Point annotation rows
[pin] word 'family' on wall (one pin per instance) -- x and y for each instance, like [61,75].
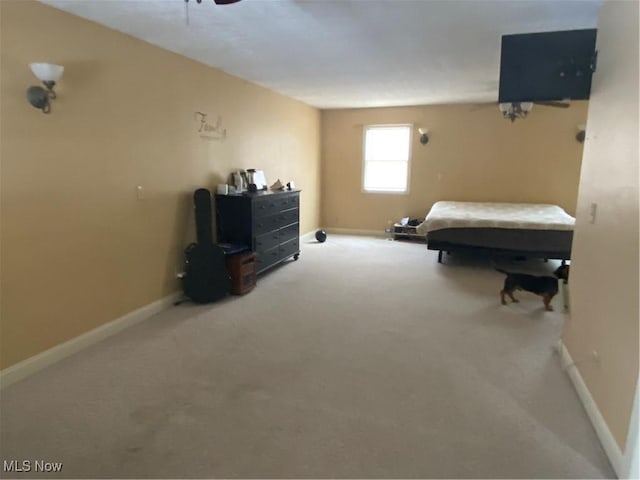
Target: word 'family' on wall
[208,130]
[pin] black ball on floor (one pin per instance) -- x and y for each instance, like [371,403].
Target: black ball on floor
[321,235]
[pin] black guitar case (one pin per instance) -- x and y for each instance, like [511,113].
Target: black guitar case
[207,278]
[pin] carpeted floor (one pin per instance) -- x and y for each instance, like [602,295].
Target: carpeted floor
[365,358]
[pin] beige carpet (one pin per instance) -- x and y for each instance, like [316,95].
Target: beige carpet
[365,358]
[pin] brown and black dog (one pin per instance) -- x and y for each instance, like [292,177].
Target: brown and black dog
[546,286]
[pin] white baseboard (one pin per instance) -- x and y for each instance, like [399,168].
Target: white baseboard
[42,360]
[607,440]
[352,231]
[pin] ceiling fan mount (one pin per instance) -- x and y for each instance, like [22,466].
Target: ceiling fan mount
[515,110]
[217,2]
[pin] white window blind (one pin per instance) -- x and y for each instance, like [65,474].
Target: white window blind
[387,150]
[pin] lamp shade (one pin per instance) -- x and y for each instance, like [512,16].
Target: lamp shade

#### Brief
Copy the rows again word for word, beginning at the line that contains "[pin] white baseboard" and continuing through the last row.

#### Task result
[pin] white baseboard (one pin per instance) -- x and y for each instance, like [399,168].
Target: white baseboard
[42,360]
[607,440]
[352,231]
[pin] ceiling fan mount (one pin per instance) -- x and y for each instance, like [22,466].
Target: ceiling fan mount
[515,110]
[217,2]
[pin] white window blind (one pin per instance) -- x and y for each instance, like [65,474].
Target: white window blind
[387,150]
[pin] lamp shade (one pin per instance) -- x and y for each instance, like [512,16].
Target: lamp shade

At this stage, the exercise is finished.